#### PAGE EXCERPT
◇ ◇ ◇

With minor league Opening Day on Thursday, we look at the 25 MLB top prospects and where they will open the 2018 season
With minor league Opening Day Thursday, teams have been announcing the destinations for MLB top prospects within the last week. We will give a round up of where the top 25 prospects in our Call To The Pen top 150 prospects list will begin the 2018 season!
We will start with prospects #21-25 on that list, and work our way to the top, 5 prospects at a time!
25. Brent Honeywell, RHP, Tampa Bay Rays – Disabled List all of 2018
After a season where he was the talk of the Futures Game and finished with 172 strikeouts over 136 2/3 innings at AA/AAA, may were excited to see what Honeywell could do in 2018, presumably in the Rays rotation. However, he won’t get that opportunity, as he left a spring appearance gripping his arm and quickly was diagnosed with a torn UCL, meaning Tommy John surgery that will keep him out all of 2018 and likely into the 2019 season.
24. Franklin Barreto, SS, Oakland Athletics – AAA Nashville Sounds
Barreto made a lot of noise in spring and was up with the big league club until the very end of camp because he was playing so well. The issue is the Athletics already are loaded up the middle, and Barreto hasn’t really played enough time elsewhere to move to the outfield, a position he’s only played in the Venezuelan Winter League one season since signing with the A’s in 2012. He could end up getting some time there with Nashville to get his feet wet in the outfield, but if his bat pushes him, the A’s will find a spot.

◇ ◇ ◇

#### RECORDED DATA

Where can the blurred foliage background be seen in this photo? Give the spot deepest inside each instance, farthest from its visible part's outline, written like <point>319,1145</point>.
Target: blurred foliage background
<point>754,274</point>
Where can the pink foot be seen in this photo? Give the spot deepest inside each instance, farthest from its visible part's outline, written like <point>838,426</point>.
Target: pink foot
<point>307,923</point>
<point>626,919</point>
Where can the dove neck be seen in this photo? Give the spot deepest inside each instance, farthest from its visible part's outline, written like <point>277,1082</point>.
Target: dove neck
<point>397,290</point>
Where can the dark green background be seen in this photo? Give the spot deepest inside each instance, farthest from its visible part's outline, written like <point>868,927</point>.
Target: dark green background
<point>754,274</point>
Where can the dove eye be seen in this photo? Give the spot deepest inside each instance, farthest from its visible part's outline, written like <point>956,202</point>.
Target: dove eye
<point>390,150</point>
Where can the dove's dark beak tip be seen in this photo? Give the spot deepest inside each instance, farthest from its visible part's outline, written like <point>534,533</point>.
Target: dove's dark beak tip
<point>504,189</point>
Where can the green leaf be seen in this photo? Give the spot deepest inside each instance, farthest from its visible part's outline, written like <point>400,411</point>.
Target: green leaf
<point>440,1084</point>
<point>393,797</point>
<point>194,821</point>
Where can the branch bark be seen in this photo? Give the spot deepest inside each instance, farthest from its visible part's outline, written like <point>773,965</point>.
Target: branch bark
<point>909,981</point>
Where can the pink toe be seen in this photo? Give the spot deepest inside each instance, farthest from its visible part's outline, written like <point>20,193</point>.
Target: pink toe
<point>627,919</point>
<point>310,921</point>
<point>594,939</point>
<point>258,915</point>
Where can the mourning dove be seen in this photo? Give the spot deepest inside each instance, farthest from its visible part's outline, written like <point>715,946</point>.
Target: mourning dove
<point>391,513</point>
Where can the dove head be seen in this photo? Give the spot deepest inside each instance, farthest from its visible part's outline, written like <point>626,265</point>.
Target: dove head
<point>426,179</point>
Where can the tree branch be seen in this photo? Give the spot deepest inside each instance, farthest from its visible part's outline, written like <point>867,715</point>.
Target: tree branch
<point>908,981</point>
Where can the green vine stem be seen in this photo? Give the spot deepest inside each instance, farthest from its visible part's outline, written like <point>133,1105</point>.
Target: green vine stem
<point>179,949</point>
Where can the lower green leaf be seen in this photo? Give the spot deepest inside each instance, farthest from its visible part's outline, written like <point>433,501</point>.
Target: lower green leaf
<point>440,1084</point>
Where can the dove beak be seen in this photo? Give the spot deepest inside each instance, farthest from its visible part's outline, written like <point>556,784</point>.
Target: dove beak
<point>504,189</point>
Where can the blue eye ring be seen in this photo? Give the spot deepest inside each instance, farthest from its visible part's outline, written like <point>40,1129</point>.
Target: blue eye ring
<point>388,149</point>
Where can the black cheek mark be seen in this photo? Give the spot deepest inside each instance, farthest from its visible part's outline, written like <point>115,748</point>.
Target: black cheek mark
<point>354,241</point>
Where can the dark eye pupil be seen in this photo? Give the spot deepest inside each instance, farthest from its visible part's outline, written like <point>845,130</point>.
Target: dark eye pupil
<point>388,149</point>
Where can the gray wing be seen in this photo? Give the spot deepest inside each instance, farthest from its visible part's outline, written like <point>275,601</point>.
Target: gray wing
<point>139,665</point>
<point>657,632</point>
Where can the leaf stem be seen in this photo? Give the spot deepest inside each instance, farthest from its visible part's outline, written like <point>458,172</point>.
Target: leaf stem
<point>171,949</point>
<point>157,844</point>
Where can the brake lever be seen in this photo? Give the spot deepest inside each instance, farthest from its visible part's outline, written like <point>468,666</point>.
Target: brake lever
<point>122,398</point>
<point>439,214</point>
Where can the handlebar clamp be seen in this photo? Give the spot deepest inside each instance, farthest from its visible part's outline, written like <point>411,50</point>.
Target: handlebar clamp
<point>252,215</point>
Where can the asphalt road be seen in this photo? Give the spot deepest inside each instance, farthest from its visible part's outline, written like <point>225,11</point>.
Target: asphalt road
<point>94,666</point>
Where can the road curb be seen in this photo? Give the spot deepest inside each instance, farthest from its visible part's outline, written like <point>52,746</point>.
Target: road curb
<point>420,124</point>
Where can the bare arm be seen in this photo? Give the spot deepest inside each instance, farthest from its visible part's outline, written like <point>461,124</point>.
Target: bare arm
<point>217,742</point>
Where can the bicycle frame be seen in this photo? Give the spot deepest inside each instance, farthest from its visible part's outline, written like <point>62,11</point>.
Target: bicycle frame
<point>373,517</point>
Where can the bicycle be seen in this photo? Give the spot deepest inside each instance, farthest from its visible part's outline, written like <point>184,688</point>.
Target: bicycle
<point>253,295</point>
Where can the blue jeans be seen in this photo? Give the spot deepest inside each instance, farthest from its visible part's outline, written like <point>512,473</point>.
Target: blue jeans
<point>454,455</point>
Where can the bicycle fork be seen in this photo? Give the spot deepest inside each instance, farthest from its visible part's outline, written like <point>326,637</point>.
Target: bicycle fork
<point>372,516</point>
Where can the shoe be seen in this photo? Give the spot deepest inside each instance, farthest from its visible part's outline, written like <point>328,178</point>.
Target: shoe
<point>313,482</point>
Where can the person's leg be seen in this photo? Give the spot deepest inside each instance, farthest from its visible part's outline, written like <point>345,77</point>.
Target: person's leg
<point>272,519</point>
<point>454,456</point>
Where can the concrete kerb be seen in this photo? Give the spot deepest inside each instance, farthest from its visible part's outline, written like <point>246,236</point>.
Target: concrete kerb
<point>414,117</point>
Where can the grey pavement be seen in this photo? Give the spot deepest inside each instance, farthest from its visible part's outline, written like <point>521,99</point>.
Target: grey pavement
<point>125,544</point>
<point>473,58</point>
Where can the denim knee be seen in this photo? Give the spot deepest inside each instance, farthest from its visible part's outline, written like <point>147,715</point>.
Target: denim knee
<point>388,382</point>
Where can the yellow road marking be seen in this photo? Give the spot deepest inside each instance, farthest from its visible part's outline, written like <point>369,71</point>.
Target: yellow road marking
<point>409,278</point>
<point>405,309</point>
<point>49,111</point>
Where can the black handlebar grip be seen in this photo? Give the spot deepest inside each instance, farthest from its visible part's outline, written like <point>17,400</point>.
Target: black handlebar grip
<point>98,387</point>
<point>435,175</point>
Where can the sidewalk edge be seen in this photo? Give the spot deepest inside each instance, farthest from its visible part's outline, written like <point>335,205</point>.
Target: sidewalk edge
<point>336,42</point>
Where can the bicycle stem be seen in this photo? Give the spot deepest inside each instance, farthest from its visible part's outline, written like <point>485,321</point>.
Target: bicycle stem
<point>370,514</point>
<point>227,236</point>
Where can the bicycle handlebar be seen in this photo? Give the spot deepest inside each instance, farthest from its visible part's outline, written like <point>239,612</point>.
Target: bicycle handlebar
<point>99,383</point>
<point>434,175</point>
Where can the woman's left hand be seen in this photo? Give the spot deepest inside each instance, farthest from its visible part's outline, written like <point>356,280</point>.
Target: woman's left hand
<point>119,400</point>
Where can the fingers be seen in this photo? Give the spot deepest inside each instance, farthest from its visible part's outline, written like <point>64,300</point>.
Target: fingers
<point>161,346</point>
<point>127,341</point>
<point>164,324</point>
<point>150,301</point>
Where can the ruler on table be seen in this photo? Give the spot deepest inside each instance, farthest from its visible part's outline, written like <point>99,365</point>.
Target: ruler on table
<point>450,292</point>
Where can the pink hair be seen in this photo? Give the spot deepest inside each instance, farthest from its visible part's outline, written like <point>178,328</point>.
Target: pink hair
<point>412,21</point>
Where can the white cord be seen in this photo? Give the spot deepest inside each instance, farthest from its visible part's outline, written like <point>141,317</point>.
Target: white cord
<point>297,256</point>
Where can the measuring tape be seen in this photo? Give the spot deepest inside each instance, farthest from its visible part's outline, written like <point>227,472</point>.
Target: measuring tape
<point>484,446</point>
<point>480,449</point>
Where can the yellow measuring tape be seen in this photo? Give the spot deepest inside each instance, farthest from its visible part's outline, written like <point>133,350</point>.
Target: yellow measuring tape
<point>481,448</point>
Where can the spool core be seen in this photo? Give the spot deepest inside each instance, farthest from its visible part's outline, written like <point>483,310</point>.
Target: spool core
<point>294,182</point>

◇ ◇ ◇

#### STUDY QUESTIONS
A - Answer these questions from the prospect article:
(i) How many strikeouts did Brent Honeywell record in his previous season, and over how many innings?
(ii) With which team will Franklin Barreto open the 2018 season?
(iii) In what year did Barreto sign with the Athletics?
B - Continue the prospect article from the end of its last sentence.
The records were drawn from a separate source and are unrelated to the text.

#### RESPONSES BY TASK
A -
(i) 172 strikeouts over 136 2/3 innings at AA/AAA.
(ii) The AAA Nashville Sounds.
(iii) 2012.

B -
23. MacKenzie Gore, LHP, San Diego Padres – low-A Fort Wayne TinCaps
Considered one of the best high school arms to come into the draft in many years, Gore was incredibly impressive in the Arizona Rookie League, throwing 21 1/3 innings with a 1.27 ERA, 0.98 WHIP, and a crazy 7/34 BB/K ratio. The Padres believe in him enough as one of the MLB top prospects in the game that they will send him to his first full-season assignment right out of the gate in the Midwest League, where he’ll get a chance to learn to pitch through the elements of the upper Midwest in the early season.
22. J.P. Crawford, SS, Philadelphia Phillies – MLB
Crawford finished the 2017 season in the major leagues, showing his glove was ready and finishing the minor league season on a hitting tear. The Phillies made room for him to move into a starting position at the major league level by trading away Freddy Galvis this offseason to San Diego. Crawford has looked very good this spring, showing some extra lift to his swing.
21. A.J. Puk, LHP, Oakland Athletics – Disabled List all of 2018
One of the most dynamic pitchers in all of the minor leagues, the game of baseball will be without Puk’s flowing locks on the mound for all of 2018 and into the 2019 season as Puk was diagnosed with a tear in his UCL at the end of spring training and had Tommy John surgery.